RECORDS FOR THIS TASK →
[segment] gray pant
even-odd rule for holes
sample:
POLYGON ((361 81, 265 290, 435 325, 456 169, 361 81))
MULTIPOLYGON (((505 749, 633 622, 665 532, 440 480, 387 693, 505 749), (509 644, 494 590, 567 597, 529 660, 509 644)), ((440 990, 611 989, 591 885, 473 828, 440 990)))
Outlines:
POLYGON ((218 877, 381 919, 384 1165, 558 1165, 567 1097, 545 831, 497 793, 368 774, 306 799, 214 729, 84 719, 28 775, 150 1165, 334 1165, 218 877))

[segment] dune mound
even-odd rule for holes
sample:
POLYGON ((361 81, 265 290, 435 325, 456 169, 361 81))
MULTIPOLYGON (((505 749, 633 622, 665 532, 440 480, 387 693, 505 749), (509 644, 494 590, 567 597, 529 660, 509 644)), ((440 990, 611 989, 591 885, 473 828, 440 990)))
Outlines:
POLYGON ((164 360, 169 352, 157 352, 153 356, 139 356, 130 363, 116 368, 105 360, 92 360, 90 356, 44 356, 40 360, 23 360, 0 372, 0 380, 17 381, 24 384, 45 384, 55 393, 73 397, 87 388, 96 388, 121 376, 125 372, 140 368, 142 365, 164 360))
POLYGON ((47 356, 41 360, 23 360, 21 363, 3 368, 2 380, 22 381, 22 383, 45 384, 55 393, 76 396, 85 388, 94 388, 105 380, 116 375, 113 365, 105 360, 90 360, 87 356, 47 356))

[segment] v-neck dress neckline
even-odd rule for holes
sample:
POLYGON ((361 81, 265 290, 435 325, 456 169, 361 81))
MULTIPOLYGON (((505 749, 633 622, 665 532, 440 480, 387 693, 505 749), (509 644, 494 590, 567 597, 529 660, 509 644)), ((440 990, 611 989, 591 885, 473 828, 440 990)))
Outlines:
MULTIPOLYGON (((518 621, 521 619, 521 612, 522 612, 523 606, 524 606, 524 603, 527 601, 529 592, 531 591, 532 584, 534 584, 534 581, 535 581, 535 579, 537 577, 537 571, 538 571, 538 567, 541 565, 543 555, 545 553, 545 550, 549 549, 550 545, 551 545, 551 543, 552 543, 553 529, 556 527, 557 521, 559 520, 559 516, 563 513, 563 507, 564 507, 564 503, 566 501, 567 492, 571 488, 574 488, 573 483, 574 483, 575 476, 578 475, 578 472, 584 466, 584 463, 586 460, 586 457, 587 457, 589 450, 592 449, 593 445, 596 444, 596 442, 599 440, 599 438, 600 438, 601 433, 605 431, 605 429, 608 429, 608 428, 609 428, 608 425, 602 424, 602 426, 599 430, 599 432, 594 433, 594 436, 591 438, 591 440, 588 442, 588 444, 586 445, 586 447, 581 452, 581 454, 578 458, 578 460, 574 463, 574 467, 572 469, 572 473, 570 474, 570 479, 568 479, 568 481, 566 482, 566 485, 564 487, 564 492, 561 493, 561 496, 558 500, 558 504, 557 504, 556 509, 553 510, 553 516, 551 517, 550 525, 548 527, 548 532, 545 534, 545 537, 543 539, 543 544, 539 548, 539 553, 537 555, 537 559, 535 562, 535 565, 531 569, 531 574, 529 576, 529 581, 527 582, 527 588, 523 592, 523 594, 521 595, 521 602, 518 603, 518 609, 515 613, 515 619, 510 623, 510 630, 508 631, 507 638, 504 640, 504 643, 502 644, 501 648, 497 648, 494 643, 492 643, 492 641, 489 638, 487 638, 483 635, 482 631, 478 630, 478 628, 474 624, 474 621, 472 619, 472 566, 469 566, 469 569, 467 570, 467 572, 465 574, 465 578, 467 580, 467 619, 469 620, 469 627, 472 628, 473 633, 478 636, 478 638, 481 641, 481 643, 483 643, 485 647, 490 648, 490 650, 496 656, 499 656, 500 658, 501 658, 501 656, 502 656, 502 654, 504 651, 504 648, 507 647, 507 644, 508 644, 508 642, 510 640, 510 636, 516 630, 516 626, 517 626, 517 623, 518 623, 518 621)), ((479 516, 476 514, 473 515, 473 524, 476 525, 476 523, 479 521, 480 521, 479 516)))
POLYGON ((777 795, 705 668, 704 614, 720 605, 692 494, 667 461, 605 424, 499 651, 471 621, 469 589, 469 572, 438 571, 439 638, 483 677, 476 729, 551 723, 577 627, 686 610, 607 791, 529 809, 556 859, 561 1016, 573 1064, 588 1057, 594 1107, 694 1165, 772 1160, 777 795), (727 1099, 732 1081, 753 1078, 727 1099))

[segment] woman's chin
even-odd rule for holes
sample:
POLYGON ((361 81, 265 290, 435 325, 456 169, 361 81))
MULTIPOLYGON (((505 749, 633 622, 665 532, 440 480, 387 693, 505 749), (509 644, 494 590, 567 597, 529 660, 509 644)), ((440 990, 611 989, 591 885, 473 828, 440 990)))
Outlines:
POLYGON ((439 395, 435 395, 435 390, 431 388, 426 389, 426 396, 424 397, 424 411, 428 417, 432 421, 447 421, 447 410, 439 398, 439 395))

STATED GOAL →
Could you reproduce all of the lines above verbatim, with no changes at all?

OUTPUT FOR THIS EXERCISE →
[segment] gray pant
even-odd rule for holes
sample:
POLYGON ((361 81, 265 290, 435 325, 456 169, 361 81))
MULTIPOLYGON (((505 749, 633 622, 665 532, 440 480, 387 693, 505 749), (509 644, 494 590, 567 597, 529 660, 509 644)), ((440 990, 611 989, 591 885, 473 828, 440 990)))
Outlines:
POLYGON ((218 877, 381 919, 384 1165, 558 1165, 567 1097, 545 831, 497 793, 368 774, 306 799, 214 729, 84 719, 28 775, 150 1165, 334 1165, 218 877))

[segment] dune mound
even-odd rule for holes
sample:
POLYGON ((361 81, 265 290, 435 325, 456 169, 361 81))
MULTIPOLYGON (((505 749, 633 622, 665 532, 440 480, 387 693, 505 749), (509 644, 494 590, 567 597, 529 660, 509 644)), ((440 990, 611 989, 591 885, 473 828, 440 990)))
Outlines:
POLYGON ((164 360, 169 352, 157 352, 153 356, 139 356, 130 363, 116 368, 105 360, 92 360, 90 356, 44 356, 40 360, 23 360, 0 372, 0 380, 17 381, 24 384, 45 384, 55 393, 73 397, 87 388, 96 388, 121 376, 125 372, 140 368, 142 365, 164 360))
POLYGON ((47 356, 41 360, 23 360, 21 363, 3 368, 2 380, 22 381, 22 383, 45 384, 55 393, 76 396, 85 388, 94 388, 105 380, 116 375, 113 365, 105 360, 90 360, 87 356, 47 356))

[segment] v-neck dress neckline
even-odd rule for holes
sample:
POLYGON ((361 81, 265 290, 435 325, 456 169, 361 81))
MULTIPOLYGON (((505 749, 633 622, 665 532, 440 480, 387 693, 505 749), (509 644, 494 590, 567 597, 529 660, 509 644)), ((440 990, 611 989, 591 885, 473 828, 440 990)))
Outlines:
MULTIPOLYGON (((518 621, 521 619, 521 612, 522 612, 523 606, 524 606, 524 603, 527 601, 529 592, 531 591, 532 584, 534 584, 534 581, 535 581, 535 579, 537 577, 537 571, 538 571, 538 567, 541 565, 543 555, 545 553, 545 550, 549 549, 550 545, 551 545, 551 543, 552 543, 553 529, 556 527, 557 521, 559 520, 559 516, 563 513, 563 507, 564 507, 564 503, 566 501, 567 492, 571 488, 574 488, 573 483, 574 483, 575 476, 578 475, 578 472, 584 466, 584 463, 586 460, 586 457, 587 457, 589 450, 592 449, 593 445, 596 444, 596 442, 599 440, 599 438, 600 438, 601 433, 605 431, 605 429, 608 429, 608 428, 609 428, 608 425, 602 424, 602 426, 599 430, 599 432, 594 433, 594 436, 591 438, 591 440, 588 442, 588 444, 586 445, 586 447, 581 452, 581 454, 578 458, 578 460, 574 463, 574 467, 572 469, 572 473, 570 474, 570 479, 568 479, 568 481, 566 482, 566 485, 564 487, 564 492, 561 493, 561 496, 558 500, 558 504, 557 504, 556 509, 553 510, 553 516, 551 517, 550 525, 548 527, 548 532, 545 534, 545 537, 543 539, 543 544, 539 548, 539 553, 537 555, 537 559, 535 562, 535 565, 531 569, 531 574, 529 576, 529 581, 527 582, 527 588, 523 592, 523 594, 521 595, 521 602, 518 603, 518 609, 515 613, 515 619, 510 623, 510 630, 508 631, 507 638, 504 640, 504 643, 502 644, 501 648, 497 648, 494 643, 492 643, 492 641, 489 638, 487 638, 483 635, 482 631, 478 630, 478 628, 474 624, 474 621, 472 619, 472 566, 469 566, 469 569, 467 570, 467 572, 465 574, 465 578, 467 580, 467 619, 469 620, 469 627, 472 628, 473 633, 478 636, 478 638, 481 641, 481 643, 483 643, 485 647, 490 648, 490 650, 496 656, 499 656, 500 658, 501 658, 501 656, 502 656, 502 654, 504 651, 504 648, 507 647, 507 644, 508 644, 508 642, 510 640, 510 636, 516 630, 516 626, 517 626, 517 623, 518 623, 518 621)), ((479 516, 476 514, 473 515, 473 524, 476 525, 476 523, 479 521, 480 521, 479 516)))
POLYGON ((777 795, 705 668, 704 614, 720 605, 692 494, 667 461, 605 424, 499 651, 471 621, 469 589, 469 572, 438 571, 439 638, 483 677, 476 729, 551 723, 577 627, 686 610, 607 791, 529 809, 556 859, 561 1016, 573 1064, 588 1057, 594 1107, 694 1165, 772 1160, 777 795), (727 1099, 732 1081, 753 1078, 727 1099))

[segment] woman's chin
even-odd rule for holes
sample:
POLYGON ((361 81, 265 290, 435 325, 456 169, 361 81))
MULTIPOLYGON (((505 749, 633 622, 665 532, 440 480, 387 693, 505 749), (509 644, 494 590, 567 597, 529 660, 509 644)), ((440 990, 611 989, 591 885, 473 828, 440 990)))
Outlines:
POLYGON ((439 395, 435 395, 435 390, 431 388, 426 389, 426 396, 424 397, 424 411, 428 417, 432 421, 447 421, 447 410, 439 398, 439 395))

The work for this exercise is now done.